• EXTRAIT FOURNI
La traversée du sud de la Tunisie et de l’Algérie fut faite d’un seul trait. On ne s’arrêtait que pour manger. L’arrière de la jeep contenait assez de provisions. M3amer nous a même gratifié de viande séchée de dromadaire (Assawar n’oulghoum). Arrivés à Oujda le chauffeur me dépose et repart vers la Libye. À Oujda, je n’ai pas de difficultés à retrouver la maison du gouverneur. Je fus accueilli avec beaucoup de joie par Lhaja, l’épouse du gouverneur. Non seulement cette dame au grand cœur est issue d’une grande famille de mon Ksar, mais nous avions suivi avec d’autres filles et garçons l’apprentissage du Coran dans la Medersa sous la conduite de Sidi Ahmed, l’imam d’Ighrem. Au troisième jour, j’ai dit à Lhaja, diafte n’nbi telt liyam). Il est temps que je parte et je dois passer par “Petit-Jean” (Sidi Kacem). Lhaja me remet une bonne somme d’argent et demande au chauffeur de me déposer à la gare ferroviaire d’Oujda. Au moment de quitter mes hôtes, le Gouverneur me remet une enveloppe en me disant de la remettre au Caïd Ali de Goulmima pour que je sois envoyé l’année suivante pour une deuxième fois à la Mecque. En sortant du garage de la maison,  voyant une épicerie devant la maison du gouverneur, je demande au chauffeur si c’est l’épicerie où Lhaja s’approvisionne. Il me répondit par l’affirmative. Je lui demande alors de s’arrêter une minute. Je descends de la voiture et je rentre dans cette échoppe qui est aussi grande que celle d’Ait Oussakak. Je demande à l’épicier de me servir une bouteille d’un litre de coca-cola. Après avoir pris la bouteille, je lui dis d’ajouter le prix de la boisson sur le carnet de crédit de Lhaja. Je regagne la voiture et nous prîmes la route vers la gare ferroviaire . J’arrive à Sidi Kacem (Petit-Jean) vers dix heures du matin. C’était le jour du souk hebdomadaire de la région. Avec une partie de ce que j’avais comme argent , j’achète un âne au poils blonds et je prends le chemin vers Ghriss. À Meknès je m’arrête au quelques instant pour me recueillir sur la tombe de Cheikh Al Kamel Al Haddi Ben Aissa qui est pour nous Aissaoua notre maître spirituel avant de continuer ma route vers Azrou.

• CONSIGNES
1. Pour chacune des affirmations (a), (b) et (c), dites si elle concorde avec le récit de voyage. Répondez par oui ou par non, en citant mot pour mot le passage qui tranche.
(a) La traversée du sud de la Tunisie et de l'Algérie a comporté plusieurs haltes pour la nuit.
(b) Le gouverneur confie une enveloppe à remettre au Caïd Ali de Goulmima.
(c) L'arrivée à Sidi Kacem a lieu en fin d'après-midi.
2. Prolongez le récit de voyage à partir de sa dernière phrase, en conservant la première personne et le ton de l'ensemble.
Le matériel qui suit ne joue aucun rôle dans ces consignes.

• DONNÉES EXTRAITES

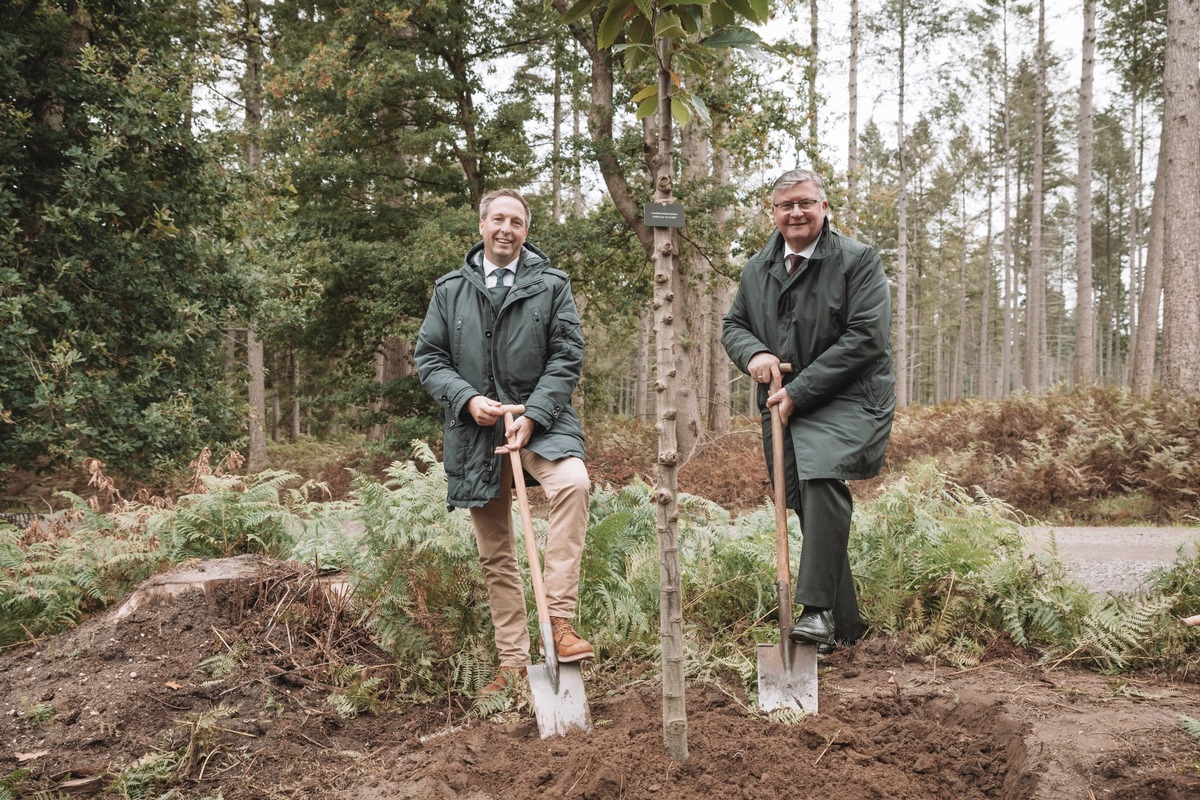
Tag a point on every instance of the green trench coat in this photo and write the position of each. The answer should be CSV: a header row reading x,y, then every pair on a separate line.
==
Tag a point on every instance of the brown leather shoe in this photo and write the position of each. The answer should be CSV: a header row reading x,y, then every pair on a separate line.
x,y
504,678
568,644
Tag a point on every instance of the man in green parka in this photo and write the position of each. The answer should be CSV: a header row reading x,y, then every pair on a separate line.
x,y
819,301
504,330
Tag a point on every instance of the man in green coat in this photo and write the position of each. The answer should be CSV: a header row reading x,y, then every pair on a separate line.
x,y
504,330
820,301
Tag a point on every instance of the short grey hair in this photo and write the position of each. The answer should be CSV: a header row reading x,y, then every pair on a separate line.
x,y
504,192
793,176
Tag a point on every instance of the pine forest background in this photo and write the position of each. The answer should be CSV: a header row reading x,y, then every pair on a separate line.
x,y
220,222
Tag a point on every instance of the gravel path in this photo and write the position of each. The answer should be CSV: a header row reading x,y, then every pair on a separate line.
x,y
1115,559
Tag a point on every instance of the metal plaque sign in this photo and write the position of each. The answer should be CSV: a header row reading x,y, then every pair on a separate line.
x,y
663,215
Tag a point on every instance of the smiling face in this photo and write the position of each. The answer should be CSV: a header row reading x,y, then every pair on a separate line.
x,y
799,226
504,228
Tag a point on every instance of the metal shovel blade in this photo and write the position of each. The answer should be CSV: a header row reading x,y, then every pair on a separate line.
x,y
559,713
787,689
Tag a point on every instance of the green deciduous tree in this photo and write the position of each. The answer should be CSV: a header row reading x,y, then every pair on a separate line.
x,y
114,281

• LISTE DES RÉPONSES
1.
(a) Non : « La traversée du sud de la Tunisie et de l’Algérie fut faite d’un seul trait. On ne s’arrêtait que pour manger. »
(b) Oui : « le Gouverneur me remet une enveloppe en me disant de la remettre au Caïd Ali de Goulmima »
(c) Non : « J’arrive à Sidi Kacem (Petit-Jean) vers dix heures du matin. »

2.
A Azrou, j’entendis le crieur publique annoncer que dans le cadre de la fête du cèdre que cette ville du Moyen-Atlas abrite chaque année, une course d’ânes se tiendra l’après-midi au quartier Ahadaf. Sans hésiter un instant, j’ai décidé de participer à cette course en insistant pour que le numéro cinq soit attribué à mon âne ! Comme je l’espérait mon âne remporte la course en laissant derrière lui tous les ânes du Moyen-Atlas. Le Caïd d’Azrou passe une médaille autour du cou de mon âne et me remet le prix qui consiste en un quintal d’orge. Un riche paysan d’El Hajeb voulait à tout prix acquérir mon âne. Après plusieurs minutes de marchandage je lui vends mon âne pour un prix quatre fois plus élevé que son prix d’achat. Je lui vend également le quintal d’orge et me rends à la sortie d’Azrou vers Errachidia pour attendre le passage du camion d’Ait Sidi Omar que conduisait Hmad ou Ali. Arrivé à goulmima une grande fête fut organisée en mon honneur à “Inourir. Un mois après mon retour à goulmima, je me rend  chez le Caïd Ali pour lui remettre la lettre que le gouverneur d’Oujda m’a remise pour mon inscription au prochain voyage à la Mecque. Le Caïd Ali n’avait pas tenu la promesse qu’il m’avait faite en me recevant car au moment des inscriptions au Haj, c’est un nomme Lhou Chakor de Magamane que le Caïd envoya à ma place !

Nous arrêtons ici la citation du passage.